• _EXERCISE BRIEF_:
Could you reproduce word for word the part of the items below that opens with the line containing "Could you identify the woman standing" and runs through the end of the items?

— start of ENTRIES PROVIDED —

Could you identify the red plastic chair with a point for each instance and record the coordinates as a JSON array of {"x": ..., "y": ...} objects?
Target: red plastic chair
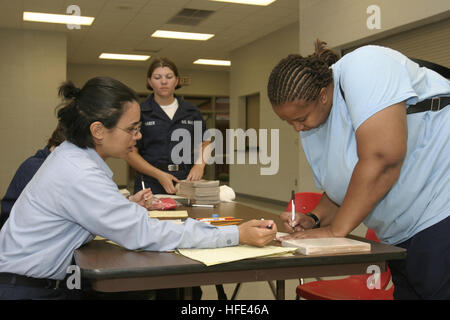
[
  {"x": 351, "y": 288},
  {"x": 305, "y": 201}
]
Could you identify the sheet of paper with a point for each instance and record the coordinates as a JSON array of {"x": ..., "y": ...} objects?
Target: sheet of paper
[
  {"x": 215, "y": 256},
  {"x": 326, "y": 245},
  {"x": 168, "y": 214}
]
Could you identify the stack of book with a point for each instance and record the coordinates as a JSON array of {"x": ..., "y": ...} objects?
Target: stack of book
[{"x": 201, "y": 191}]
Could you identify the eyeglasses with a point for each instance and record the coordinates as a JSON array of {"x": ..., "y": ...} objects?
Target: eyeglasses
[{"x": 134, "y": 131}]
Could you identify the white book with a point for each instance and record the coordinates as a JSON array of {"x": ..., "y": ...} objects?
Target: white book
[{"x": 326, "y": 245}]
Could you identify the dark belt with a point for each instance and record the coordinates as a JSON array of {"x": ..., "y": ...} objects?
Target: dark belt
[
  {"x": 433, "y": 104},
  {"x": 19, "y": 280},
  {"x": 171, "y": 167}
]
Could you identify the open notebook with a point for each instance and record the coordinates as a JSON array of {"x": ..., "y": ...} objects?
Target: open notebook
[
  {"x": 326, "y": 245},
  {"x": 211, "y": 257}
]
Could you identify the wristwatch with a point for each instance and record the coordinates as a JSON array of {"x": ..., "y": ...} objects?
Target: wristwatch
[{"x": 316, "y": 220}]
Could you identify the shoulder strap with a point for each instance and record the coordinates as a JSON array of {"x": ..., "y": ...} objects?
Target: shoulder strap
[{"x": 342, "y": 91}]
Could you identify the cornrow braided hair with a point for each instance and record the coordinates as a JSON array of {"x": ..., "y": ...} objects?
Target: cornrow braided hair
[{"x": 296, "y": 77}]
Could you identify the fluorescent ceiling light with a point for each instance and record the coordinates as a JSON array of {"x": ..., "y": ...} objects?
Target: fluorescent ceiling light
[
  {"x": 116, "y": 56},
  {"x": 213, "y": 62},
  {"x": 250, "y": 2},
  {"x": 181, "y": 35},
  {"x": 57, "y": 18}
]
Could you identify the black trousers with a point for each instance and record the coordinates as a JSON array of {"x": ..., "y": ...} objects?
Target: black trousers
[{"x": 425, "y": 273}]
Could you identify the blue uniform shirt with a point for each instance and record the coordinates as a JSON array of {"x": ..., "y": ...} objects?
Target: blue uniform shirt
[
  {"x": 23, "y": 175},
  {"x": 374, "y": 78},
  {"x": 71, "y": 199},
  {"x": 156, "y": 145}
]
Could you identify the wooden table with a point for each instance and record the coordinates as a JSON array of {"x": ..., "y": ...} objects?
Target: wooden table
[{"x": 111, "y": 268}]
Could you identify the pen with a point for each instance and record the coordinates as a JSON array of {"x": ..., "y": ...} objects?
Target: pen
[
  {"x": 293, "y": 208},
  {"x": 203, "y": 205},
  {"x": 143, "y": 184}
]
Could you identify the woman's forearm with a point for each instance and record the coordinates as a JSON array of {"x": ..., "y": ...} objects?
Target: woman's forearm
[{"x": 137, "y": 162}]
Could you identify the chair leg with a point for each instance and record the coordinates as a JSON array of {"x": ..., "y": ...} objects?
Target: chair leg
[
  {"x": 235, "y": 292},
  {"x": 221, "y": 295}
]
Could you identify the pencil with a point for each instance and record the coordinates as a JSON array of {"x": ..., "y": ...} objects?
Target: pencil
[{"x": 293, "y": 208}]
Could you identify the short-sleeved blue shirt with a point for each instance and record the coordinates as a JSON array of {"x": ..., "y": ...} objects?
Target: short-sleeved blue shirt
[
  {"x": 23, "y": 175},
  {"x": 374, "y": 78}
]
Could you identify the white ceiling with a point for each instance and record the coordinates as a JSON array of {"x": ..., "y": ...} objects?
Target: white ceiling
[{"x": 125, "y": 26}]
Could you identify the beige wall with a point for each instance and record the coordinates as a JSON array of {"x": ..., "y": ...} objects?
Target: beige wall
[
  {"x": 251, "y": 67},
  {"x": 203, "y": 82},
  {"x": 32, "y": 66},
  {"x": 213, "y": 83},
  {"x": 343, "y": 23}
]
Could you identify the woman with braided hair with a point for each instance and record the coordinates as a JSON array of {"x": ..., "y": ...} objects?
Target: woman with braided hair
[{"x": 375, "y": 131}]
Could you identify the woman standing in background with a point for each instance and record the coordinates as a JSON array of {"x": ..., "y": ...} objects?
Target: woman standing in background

— end of ENTRIES PROVIDED —

• _FINAL RESULT_:
Could you identify the woman standing in background with a point for each instance and record the coordinates as a JSON array of {"x": ..., "y": ...} objects?
Target: woman standing in background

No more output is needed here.